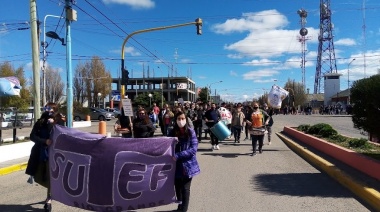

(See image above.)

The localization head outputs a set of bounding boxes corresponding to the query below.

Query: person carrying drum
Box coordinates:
[246,102,269,156]
[204,103,220,150]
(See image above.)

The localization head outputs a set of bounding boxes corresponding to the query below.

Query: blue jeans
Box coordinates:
[251,134,264,153]
[174,177,192,211]
[232,126,242,141]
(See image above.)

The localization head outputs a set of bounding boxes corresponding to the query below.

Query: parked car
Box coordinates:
[74,108,112,121]
[104,108,121,118]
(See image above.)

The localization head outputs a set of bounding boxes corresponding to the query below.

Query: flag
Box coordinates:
[268,85,289,109]
[49,125,177,211]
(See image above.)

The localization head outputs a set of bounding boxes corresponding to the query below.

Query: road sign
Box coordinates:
[111,90,120,96]
[121,99,133,116]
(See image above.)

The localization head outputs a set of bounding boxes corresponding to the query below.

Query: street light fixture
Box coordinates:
[98,93,102,108]
[41,15,65,106]
[347,58,356,89]
[148,93,153,108]
[347,58,356,104]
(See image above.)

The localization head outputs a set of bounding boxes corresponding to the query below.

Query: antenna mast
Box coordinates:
[314,0,337,94]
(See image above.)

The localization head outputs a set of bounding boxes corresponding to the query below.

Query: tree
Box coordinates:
[74,56,112,106]
[132,92,165,109]
[350,75,380,139]
[45,66,65,102]
[198,87,210,102]
[0,62,33,109]
[284,79,306,107]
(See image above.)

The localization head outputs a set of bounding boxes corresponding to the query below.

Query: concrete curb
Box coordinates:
[0,162,28,176]
[276,133,380,211]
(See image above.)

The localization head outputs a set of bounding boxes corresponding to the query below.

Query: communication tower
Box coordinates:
[314,0,337,94]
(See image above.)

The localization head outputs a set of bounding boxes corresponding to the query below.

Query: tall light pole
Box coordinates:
[41,15,64,106]
[347,58,356,89]
[347,58,355,104]
[148,93,153,108]
[157,66,164,107]
[98,93,102,108]
[207,80,223,101]
[65,0,77,128]
[121,18,203,105]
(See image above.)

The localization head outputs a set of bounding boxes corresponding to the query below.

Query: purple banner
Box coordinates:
[49,126,177,211]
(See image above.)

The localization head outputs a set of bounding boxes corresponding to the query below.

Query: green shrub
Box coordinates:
[297,124,310,132]
[348,138,371,149]
[307,123,332,135]
[330,134,347,143]
[318,126,338,138]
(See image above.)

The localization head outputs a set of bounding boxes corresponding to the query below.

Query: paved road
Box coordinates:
[0,115,370,212]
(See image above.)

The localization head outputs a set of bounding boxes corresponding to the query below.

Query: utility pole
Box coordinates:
[30,0,41,122]
[65,0,77,128]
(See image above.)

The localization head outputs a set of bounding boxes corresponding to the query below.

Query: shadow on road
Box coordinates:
[0,201,45,212]
[251,173,352,198]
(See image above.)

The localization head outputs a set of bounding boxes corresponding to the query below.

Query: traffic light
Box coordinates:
[121,68,129,85]
[195,18,202,35]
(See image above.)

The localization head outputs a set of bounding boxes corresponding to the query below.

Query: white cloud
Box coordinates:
[243,69,280,83]
[212,10,319,58]
[334,38,356,46]
[103,0,155,9]
[110,46,141,56]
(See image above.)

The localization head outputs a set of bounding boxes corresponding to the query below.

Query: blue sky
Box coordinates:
[0,0,380,102]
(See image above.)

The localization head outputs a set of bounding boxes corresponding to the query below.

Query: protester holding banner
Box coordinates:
[243,105,253,140]
[264,103,274,145]
[114,110,132,138]
[193,105,204,142]
[169,111,200,211]
[158,104,169,136]
[205,103,220,150]
[25,103,64,211]
[133,108,156,138]
[246,102,269,156]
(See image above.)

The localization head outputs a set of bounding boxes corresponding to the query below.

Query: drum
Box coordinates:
[210,121,231,141]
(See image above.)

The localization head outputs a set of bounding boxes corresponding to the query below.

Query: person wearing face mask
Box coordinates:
[133,108,156,138]
[168,111,200,211]
[25,102,65,211]
[205,103,220,150]
[231,104,245,143]
[246,102,269,156]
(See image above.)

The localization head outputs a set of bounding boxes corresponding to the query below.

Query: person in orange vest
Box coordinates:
[246,102,269,156]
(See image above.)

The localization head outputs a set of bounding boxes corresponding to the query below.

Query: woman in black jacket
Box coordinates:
[25,103,64,211]
[133,108,156,138]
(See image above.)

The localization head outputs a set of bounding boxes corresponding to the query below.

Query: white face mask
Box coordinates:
[177,120,186,128]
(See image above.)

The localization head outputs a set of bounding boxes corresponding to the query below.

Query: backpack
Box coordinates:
[251,110,264,128]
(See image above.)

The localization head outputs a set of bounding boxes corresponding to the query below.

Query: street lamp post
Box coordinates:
[347,58,355,104]
[148,93,153,108]
[98,93,102,108]
[41,15,64,106]
[207,80,223,101]
[121,18,203,104]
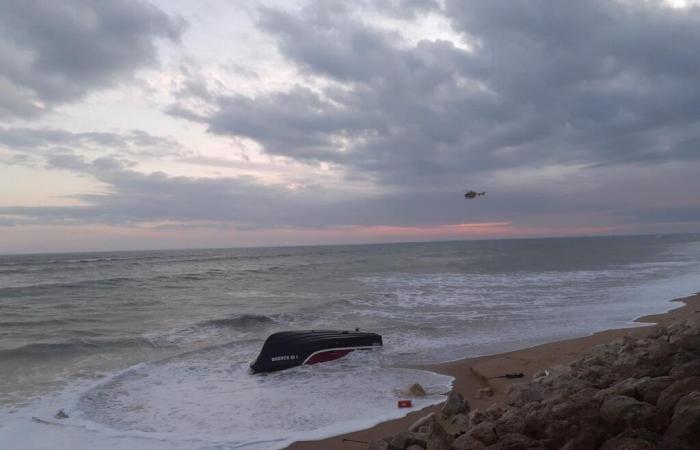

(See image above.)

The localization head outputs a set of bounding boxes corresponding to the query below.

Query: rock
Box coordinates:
[401,383,427,397]
[389,431,428,449]
[561,426,607,450]
[668,359,700,380]
[508,383,544,406]
[540,420,579,448]
[452,434,486,450]
[450,414,469,428]
[367,439,393,450]
[486,403,507,419]
[442,391,469,420]
[476,386,494,398]
[486,433,546,450]
[594,378,639,401]
[668,319,700,354]
[496,410,525,436]
[673,391,700,415]
[425,422,454,450]
[656,376,700,415]
[600,437,656,450]
[467,408,490,428]
[467,422,498,445]
[664,401,700,446]
[408,413,437,434]
[634,376,673,405]
[600,395,656,430]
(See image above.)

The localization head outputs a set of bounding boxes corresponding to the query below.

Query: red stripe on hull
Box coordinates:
[306,349,352,364]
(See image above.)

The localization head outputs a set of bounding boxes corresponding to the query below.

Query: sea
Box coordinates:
[0,234,700,450]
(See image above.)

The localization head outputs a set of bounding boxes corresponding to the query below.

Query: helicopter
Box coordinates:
[464,191,486,199]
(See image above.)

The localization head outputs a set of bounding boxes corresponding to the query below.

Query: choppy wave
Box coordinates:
[0,337,170,361]
[197,314,281,328]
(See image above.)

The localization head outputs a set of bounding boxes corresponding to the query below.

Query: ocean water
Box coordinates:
[0,235,700,450]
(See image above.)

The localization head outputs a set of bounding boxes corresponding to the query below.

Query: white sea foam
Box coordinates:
[0,348,451,450]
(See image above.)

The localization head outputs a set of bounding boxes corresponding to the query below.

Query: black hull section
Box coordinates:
[250,330,382,373]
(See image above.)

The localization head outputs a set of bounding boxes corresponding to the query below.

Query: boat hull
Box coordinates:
[250,330,382,373]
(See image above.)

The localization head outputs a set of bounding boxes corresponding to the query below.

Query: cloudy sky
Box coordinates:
[0,0,700,253]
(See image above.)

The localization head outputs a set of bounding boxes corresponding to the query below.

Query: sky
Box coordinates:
[0,0,700,253]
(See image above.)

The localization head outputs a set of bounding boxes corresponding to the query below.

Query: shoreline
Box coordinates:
[285,293,700,450]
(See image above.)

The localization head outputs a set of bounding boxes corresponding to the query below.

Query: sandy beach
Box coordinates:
[288,294,700,450]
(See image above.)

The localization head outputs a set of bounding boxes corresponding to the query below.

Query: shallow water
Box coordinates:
[0,236,700,450]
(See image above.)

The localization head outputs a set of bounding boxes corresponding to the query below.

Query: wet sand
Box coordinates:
[287,294,700,450]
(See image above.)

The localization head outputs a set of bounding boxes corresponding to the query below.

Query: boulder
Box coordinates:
[486,433,546,450]
[496,409,525,435]
[450,414,469,428]
[389,431,428,449]
[668,359,700,380]
[554,425,608,450]
[634,376,673,405]
[367,439,395,450]
[467,408,490,428]
[476,386,494,398]
[452,434,486,450]
[673,391,700,415]
[668,319,700,354]
[664,401,700,448]
[600,437,656,450]
[544,420,579,448]
[600,395,656,430]
[656,376,700,414]
[401,383,427,397]
[467,422,498,445]
[408,412,437,434]
[442,391,469,419]
[507,383,544,406]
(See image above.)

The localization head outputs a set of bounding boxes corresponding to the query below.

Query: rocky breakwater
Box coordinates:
[369,319,700,450]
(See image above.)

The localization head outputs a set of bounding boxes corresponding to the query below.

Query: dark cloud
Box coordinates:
[0,0,184,119]
[0,127,183,156]
[172,0,700,187]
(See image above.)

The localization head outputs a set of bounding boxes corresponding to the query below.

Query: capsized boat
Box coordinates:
[250,330,382,373]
• • • • •
### Description of the task:
Pull out every line of the records above that contains the string "black", with case counting in the match.

### Correct output:
Query: woman in black jacket
Query: black hull section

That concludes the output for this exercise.